I was in the cemetery at my grandmother’s resting place. This particular memorial park was an exclusively flat-stone only grounds, and each stone had a metal vase that you twisted out of the middle of the stone and turned over to display flowers. My aunt had tried to pull it out for Mother’s Day, but it was stuck. I was down on my hands and knees using a pocketknife trying to pry the vase free, it wasn’t budging! I look over and my daughter is on her knees with her hands folded. I asked what she is doing and she responded, “I’m praying that God will help you get the vase unstuck.” Frustrated and very sweaty, I was baffled because I was sure the good Lord had more important things on his plate than helping me turn a vase over…I mean, God doesn’t really work that way does he? When I returned to my car, I was blown away that at the very moment I was working, prying, and feeling defeated by a gravestone, my seven year old was praying.
Sometimes the things we perceive as strengths can become the most restrictive shackles to our faith. I think the ancient story of Adam and Eve still plays out in us…you see, I was reminded in that moment and many others that I have chosen to feast on the fruit of the Tree of Knowledge of Good and Evil. Moreover, I have studied the Bible and with that understanding comes the “shackle” of trusting myself to define not only if something is good or evil, but if God is likely to act or not act in a given situation. I think there are too many times where my familiarity with God through the Bible allows me to arrogantly move without an element of trust—to serve before prayer, as if God already affirms what I have decided to do.
As I reflect on this type of “faith,” I think it is why I tend to accomplish only the things I am naturally good at doing, never venturing into the unknown, uncomfortable, or uncontrollable. Those ministry opportunities or missions are just too sizable for my skills…it would take more than what I have. I believe that true faith gives LIFE (like the other tree in the garden) and often moves beyond our knowledge, skills, and experience.

• _Aim 1_:
Using the reflection on faith and the stuck cemetery vase, decide whether each statement agrees with the text. Answer yes or no for each, and quote the deciding words.
(a) The aunt had managed to pull the vase out for Mother's Day.
(b) The daughter who prayed was seven years old.
(c) The memorial park had only flat stones.
• _Aim 2_:
Pick up the reflection on faith and the stuck cemetery vase where it leaves off, and write what comes next.

• _Extracted information_:
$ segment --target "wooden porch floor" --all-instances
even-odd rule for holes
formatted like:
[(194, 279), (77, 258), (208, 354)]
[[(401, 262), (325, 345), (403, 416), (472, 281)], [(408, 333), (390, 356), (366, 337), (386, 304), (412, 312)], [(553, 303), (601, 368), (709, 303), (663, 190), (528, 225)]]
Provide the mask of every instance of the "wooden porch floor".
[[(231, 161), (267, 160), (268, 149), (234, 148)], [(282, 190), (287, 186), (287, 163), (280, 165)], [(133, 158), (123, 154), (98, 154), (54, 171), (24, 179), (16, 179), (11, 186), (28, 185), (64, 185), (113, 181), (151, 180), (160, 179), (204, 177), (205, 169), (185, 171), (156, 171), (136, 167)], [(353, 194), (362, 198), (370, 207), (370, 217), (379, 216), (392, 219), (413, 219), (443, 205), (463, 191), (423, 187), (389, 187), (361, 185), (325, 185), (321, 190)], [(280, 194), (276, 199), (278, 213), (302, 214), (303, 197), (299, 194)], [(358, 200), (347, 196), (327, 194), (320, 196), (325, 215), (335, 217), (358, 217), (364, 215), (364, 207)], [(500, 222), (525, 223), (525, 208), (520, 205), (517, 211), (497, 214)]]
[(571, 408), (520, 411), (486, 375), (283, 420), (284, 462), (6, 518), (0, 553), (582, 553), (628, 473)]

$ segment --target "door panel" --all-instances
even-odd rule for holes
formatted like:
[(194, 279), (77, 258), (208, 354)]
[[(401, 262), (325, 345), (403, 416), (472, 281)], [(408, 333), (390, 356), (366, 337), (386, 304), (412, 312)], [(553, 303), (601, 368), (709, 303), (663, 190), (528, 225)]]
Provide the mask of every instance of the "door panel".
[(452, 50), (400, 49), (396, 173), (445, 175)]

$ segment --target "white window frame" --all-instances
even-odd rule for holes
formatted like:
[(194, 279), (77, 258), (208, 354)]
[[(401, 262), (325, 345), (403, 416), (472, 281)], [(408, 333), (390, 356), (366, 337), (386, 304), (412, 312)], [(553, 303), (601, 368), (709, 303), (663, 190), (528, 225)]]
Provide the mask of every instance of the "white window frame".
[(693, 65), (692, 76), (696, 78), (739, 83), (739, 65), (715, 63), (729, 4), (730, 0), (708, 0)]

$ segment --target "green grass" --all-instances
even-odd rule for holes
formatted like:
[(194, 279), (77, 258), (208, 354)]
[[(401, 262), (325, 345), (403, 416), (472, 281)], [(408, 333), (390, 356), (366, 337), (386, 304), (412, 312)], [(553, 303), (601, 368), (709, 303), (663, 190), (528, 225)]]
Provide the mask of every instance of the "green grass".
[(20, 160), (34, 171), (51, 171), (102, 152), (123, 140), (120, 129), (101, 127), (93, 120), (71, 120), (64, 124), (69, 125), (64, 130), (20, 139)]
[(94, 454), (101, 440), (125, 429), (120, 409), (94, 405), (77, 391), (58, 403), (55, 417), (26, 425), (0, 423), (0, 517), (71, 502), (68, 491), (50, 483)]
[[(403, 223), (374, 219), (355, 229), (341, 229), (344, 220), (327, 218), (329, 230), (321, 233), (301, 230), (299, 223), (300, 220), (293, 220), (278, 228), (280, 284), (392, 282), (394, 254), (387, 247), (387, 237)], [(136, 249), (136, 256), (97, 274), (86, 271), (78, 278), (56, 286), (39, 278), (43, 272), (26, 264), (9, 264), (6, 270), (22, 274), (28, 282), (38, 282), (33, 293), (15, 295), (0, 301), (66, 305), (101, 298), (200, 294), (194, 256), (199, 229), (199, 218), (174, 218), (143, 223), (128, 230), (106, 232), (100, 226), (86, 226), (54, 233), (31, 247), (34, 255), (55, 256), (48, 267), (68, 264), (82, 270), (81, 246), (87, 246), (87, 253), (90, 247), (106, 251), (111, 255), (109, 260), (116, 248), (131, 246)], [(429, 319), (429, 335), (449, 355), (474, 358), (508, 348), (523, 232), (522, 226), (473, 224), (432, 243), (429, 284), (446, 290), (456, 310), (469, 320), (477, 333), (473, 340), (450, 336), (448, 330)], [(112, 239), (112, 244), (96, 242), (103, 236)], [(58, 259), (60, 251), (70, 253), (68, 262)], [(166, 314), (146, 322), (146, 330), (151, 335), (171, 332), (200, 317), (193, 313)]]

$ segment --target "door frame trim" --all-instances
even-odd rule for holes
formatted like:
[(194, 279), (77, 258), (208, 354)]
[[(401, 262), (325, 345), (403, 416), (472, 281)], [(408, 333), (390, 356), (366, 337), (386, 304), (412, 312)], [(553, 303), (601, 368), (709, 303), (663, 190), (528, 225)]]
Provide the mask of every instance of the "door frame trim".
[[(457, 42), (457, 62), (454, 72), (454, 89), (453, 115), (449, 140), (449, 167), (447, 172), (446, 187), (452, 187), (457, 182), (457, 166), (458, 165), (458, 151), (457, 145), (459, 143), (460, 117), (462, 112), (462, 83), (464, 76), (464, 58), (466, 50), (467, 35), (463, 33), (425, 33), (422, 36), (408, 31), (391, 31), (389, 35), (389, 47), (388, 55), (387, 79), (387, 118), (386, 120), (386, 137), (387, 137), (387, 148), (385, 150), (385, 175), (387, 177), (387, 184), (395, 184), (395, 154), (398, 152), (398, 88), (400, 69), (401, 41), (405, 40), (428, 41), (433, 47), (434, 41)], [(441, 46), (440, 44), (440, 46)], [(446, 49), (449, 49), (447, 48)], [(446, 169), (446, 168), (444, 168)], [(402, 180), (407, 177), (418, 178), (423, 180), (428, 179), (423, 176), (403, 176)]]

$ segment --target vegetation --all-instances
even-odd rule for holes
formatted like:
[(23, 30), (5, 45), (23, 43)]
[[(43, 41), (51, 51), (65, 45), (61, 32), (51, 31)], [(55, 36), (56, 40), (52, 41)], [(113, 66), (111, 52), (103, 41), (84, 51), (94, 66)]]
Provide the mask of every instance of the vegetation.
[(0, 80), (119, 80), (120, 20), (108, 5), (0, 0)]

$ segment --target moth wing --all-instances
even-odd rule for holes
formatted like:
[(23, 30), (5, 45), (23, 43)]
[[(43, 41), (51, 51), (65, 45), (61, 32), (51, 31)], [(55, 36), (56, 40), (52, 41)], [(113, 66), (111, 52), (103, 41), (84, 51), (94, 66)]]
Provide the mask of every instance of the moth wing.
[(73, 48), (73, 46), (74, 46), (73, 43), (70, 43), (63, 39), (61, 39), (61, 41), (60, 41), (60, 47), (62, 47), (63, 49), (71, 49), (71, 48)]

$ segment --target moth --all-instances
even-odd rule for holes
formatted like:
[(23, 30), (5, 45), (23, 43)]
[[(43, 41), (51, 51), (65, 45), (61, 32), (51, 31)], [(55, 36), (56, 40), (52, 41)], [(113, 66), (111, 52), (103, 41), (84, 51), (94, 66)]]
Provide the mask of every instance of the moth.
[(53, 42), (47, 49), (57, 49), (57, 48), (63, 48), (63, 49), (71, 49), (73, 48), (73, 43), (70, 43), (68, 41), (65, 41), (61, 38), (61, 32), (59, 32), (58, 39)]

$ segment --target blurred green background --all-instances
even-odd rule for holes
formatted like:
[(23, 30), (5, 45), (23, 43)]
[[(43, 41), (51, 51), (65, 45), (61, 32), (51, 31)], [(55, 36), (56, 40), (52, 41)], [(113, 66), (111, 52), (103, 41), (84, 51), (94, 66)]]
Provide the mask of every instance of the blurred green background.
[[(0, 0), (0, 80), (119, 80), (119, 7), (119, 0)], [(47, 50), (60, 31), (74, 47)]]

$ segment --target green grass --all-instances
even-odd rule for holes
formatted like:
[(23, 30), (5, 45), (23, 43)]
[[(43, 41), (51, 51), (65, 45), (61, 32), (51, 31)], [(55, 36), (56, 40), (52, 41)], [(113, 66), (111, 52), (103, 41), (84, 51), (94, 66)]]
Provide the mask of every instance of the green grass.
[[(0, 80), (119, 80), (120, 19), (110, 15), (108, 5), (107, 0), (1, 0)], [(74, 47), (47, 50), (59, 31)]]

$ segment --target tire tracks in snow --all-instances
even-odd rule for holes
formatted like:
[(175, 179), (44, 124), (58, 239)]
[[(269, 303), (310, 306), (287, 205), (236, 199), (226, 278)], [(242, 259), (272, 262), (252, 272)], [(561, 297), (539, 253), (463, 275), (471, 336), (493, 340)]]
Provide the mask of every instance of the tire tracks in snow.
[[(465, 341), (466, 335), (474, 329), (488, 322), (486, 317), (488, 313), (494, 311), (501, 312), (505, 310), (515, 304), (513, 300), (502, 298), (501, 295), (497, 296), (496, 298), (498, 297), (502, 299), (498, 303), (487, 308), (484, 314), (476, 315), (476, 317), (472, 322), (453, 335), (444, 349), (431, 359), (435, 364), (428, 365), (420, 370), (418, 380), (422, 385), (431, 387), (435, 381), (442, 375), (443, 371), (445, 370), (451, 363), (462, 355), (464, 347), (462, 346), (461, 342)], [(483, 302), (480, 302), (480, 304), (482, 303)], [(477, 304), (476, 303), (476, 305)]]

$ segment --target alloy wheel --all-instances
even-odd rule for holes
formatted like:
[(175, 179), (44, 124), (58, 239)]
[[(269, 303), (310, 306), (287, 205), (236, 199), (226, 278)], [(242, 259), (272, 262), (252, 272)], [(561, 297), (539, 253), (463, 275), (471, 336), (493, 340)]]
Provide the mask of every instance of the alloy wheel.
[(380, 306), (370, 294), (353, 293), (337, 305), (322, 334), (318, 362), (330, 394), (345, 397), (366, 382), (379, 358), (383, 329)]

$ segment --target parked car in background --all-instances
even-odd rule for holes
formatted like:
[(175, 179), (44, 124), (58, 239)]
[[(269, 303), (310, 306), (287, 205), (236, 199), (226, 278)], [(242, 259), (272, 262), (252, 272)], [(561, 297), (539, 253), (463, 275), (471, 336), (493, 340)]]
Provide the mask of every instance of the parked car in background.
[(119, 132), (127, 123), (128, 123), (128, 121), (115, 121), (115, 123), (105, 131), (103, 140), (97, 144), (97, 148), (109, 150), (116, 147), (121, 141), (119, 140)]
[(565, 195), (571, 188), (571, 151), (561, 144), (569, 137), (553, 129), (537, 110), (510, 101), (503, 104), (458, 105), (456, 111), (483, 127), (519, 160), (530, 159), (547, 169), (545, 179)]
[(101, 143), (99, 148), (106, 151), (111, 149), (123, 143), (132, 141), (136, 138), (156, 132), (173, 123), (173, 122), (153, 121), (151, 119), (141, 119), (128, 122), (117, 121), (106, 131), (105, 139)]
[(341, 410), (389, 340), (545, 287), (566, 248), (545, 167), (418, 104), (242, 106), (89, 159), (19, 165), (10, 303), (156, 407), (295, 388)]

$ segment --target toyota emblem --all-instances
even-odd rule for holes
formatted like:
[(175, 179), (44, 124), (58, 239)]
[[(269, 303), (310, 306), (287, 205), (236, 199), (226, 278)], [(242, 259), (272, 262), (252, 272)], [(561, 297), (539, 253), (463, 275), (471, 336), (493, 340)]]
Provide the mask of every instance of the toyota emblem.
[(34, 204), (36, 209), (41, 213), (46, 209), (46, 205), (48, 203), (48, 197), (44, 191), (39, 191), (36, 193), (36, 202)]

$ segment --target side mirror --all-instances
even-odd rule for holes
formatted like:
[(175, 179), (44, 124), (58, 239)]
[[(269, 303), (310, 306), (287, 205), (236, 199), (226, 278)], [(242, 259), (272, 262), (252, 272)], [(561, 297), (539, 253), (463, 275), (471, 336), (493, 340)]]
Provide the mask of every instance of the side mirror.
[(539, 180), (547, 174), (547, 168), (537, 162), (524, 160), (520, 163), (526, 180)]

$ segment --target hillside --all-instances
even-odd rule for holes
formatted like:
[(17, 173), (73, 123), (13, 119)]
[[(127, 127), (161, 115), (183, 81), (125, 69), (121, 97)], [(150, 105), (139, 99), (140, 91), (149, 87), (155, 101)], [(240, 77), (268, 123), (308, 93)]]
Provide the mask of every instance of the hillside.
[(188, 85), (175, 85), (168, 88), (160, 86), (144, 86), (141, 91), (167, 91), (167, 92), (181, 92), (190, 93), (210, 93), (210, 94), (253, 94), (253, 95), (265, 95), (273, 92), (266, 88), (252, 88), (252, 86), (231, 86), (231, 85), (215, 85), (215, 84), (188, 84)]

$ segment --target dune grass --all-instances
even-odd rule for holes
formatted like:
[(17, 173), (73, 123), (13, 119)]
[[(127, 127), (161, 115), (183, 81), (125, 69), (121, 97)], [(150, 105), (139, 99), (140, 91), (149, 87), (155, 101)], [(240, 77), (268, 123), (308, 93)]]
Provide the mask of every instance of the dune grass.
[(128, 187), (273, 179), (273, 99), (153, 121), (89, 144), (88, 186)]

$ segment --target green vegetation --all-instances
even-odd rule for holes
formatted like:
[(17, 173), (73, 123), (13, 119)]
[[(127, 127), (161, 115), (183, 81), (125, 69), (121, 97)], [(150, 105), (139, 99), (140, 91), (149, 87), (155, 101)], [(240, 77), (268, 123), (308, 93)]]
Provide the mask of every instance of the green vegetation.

• _Written reply 1_:
(a) No: "My aunt had tried to pull it out for Mother’s Day, but it was stuck."
(b) Yes: "my seven year old was praying."
(c) Yes: "This particular memorial park was an exclusively flat-stone only grounds"

• _Written reply 2_:
Products of a fallen and broken world, I think that all of us come to God with a shackled faith of some sort. And I must admit that I like my shackles because they provide me with a way of understanding faith and they allow me to know that I am growing in faith.
Whenever I ask the question, “Does God really work that way?” I am beginning to see that question as a growth question because it is a direct attack on my knowledge and experience. When I reread the scriptures asking the question, “What does the Bible really say about this?” I see this question as a challenge to my study and the past interpretations. And when I finally take an opportunity to trust God and lean on God, when I find myself on a plane to Africa, having dinner with a stranger, opening up a Bible study, or praying that God would intervene in our heroin crisis…I realize that God is in the process of breaking my shackles and setting me free to trust him more.
We all have shackles, and God calls us anyway. As I think about what it means to live an unshackled faith, I think about the New Creation described at the end of Revelation. I think about all of the brokenness we have, all of the obstacles that make us cry to God to increase our faith, relieve our doubts, and give us greater perseverance. But there is great day coming when our faith will become sight. John says that God will, “…dwell with them, and they will be his people, and God himself will be with them as their God. 4 He will wipe away every tear from their eyes, and death shall be no more, neither shall there be mourning, nor crying, nor pain anymore, for the former things have passed away.” (Revelation 21:3-4)
Today we battle our shackles, but we learn to trust God, to believe God, and one day our hope is to be unshackled, face to face with God Almighty, Creator of the unbroken world!
Prayer: Creator God, call us to greater works and allow us the opportunity to trust in You more and more as that great day gets closer and closer. Our desire is to be set free from the shackles that hold us back. I pray that you reveal to me the limits of my faith so that I can identify my shackles and receive healing and wholeness from You. Come Lord Jesus, so that our faith can become sight and our brokenness can be fully restored. Lord God make all things new and that includes me, in the name of Jesus Christ, Amen.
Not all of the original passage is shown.